- _Goal of the exercise_
Your reply should hold the line containing "I need you to find where the canyon" and every later line of the records, reproduced exactly, and no other lines.

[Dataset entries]
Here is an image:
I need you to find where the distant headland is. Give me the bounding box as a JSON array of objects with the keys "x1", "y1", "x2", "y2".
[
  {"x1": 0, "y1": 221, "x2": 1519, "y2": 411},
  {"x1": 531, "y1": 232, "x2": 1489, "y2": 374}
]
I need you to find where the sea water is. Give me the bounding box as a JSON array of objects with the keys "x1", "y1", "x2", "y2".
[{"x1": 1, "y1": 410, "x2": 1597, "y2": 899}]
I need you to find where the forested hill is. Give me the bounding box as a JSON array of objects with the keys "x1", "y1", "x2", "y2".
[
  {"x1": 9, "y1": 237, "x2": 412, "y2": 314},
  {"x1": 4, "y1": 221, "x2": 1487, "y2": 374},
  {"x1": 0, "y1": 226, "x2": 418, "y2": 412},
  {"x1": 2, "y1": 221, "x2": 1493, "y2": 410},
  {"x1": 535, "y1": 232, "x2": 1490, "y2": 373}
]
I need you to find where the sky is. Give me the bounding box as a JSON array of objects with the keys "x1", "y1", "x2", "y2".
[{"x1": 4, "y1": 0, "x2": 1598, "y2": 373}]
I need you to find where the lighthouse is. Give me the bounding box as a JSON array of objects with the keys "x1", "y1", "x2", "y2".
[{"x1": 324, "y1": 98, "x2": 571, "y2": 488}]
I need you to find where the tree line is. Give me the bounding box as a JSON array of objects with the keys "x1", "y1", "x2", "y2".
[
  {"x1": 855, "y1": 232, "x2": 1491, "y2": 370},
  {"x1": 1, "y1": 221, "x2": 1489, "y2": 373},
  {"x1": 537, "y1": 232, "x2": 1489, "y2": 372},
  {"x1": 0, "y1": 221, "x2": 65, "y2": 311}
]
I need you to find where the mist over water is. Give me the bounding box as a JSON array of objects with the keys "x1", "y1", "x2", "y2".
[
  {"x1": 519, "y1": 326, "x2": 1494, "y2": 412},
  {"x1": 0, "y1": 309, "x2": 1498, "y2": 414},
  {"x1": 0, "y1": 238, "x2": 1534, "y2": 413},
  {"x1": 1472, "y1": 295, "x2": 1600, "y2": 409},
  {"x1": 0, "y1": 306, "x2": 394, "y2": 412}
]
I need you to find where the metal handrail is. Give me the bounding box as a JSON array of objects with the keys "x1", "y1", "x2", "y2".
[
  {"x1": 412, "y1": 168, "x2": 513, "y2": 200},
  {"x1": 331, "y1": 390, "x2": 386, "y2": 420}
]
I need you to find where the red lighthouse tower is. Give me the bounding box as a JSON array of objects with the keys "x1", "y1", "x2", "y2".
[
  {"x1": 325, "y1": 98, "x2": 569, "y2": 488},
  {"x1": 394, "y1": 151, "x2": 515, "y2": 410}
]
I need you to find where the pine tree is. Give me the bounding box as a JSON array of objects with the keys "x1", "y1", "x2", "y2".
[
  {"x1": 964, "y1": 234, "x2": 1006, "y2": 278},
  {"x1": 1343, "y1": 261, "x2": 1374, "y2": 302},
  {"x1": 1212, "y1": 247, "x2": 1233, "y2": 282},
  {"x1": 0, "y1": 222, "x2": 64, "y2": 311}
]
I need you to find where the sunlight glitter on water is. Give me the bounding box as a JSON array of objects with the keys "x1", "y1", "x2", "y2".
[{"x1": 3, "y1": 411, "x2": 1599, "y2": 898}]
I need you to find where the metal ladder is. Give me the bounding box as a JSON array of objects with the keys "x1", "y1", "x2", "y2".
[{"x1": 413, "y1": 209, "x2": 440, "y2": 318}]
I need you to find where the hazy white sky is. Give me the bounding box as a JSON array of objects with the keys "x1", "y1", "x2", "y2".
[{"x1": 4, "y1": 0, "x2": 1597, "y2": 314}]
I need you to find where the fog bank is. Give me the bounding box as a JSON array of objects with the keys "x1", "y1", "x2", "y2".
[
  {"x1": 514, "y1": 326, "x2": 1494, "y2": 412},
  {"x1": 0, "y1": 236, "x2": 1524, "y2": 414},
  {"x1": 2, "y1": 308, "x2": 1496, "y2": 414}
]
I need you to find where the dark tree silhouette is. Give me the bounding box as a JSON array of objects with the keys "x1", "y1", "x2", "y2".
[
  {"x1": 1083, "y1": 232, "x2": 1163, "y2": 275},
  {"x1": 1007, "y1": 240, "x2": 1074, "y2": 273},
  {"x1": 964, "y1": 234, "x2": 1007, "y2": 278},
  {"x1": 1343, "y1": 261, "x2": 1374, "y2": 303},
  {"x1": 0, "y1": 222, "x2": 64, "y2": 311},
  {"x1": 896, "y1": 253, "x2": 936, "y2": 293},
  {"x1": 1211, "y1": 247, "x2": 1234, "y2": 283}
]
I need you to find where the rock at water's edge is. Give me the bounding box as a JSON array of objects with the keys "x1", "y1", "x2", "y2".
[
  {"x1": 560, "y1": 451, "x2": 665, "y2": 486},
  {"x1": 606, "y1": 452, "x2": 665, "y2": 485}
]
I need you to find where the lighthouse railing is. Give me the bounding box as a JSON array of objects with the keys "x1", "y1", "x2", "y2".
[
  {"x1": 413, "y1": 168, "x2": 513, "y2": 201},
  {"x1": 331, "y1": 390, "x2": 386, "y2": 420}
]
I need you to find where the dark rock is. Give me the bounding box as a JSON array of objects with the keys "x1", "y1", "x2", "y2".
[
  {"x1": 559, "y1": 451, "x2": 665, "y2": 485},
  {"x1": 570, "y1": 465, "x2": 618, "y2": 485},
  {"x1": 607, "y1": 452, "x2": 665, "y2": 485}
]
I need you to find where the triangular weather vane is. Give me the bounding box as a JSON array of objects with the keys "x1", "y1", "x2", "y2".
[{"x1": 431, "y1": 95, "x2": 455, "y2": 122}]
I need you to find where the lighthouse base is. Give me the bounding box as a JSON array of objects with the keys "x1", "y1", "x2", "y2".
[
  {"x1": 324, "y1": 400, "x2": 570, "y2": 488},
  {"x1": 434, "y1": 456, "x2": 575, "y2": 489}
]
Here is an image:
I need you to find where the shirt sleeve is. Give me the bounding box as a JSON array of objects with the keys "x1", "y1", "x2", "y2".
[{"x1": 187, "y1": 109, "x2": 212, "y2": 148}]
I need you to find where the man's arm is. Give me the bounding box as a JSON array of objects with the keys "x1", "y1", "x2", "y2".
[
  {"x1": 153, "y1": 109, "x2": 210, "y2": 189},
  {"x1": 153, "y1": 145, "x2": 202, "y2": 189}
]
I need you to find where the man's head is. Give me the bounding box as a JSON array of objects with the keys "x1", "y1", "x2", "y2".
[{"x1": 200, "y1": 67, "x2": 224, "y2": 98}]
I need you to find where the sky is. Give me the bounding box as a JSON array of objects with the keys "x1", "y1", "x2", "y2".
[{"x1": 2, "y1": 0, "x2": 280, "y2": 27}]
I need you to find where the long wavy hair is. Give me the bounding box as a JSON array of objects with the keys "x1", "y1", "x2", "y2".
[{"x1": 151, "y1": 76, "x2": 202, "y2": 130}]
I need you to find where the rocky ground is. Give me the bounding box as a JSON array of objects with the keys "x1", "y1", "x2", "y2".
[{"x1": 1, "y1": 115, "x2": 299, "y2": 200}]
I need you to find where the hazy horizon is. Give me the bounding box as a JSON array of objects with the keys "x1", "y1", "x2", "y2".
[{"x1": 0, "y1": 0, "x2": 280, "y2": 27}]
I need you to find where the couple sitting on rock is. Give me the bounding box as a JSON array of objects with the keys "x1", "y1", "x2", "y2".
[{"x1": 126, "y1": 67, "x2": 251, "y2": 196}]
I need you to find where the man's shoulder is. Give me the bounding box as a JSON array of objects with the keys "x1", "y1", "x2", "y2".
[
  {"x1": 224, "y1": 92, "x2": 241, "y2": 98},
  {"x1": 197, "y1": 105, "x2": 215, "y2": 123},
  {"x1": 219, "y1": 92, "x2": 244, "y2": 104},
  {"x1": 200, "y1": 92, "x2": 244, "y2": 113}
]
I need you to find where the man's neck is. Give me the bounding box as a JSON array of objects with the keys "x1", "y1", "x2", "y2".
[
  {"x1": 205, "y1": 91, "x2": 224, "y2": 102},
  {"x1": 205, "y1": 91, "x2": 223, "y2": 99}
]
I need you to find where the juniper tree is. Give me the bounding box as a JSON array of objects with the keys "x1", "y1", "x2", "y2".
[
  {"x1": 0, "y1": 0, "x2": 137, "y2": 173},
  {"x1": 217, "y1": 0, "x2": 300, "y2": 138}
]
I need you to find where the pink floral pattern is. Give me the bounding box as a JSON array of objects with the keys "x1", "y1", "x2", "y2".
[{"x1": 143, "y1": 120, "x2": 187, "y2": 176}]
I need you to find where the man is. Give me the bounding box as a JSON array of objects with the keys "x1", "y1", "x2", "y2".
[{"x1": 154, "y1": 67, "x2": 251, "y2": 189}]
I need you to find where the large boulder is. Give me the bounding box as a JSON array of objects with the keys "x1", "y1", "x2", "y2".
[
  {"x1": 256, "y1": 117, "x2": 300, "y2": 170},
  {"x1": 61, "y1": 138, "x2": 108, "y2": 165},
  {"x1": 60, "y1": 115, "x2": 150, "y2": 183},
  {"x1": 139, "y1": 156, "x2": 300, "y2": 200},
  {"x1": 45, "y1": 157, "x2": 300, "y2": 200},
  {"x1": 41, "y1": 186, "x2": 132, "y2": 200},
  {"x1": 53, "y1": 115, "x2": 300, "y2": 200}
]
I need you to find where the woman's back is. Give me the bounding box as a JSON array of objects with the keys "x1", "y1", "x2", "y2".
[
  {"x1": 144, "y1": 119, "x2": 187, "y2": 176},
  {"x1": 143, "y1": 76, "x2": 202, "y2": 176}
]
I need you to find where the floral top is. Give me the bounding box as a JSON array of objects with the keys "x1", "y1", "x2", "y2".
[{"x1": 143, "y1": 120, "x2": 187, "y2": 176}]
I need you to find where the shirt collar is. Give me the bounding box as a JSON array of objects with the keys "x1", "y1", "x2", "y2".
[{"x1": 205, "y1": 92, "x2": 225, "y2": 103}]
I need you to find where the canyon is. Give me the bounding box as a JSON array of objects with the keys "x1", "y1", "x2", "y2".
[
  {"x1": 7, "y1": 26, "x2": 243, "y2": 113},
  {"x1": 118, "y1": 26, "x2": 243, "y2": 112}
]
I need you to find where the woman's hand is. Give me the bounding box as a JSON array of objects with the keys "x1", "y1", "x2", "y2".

- _Your response_
I need you to find where the canyon is. Give me the bounding box as a JSON array of objects with the keys "x1", "y1", "x2", "y2".
[
  {"x1": 7, "y1": 26, "x2": 243, "y2": 113},
  {"x1": 118, "y1": 26, "x2": 243, "y2": 112}
]
I need you to find where the woman's hand is. Give me the bounding box as a JSON array of objects with the keys "x1", "y1", "x2", "y2".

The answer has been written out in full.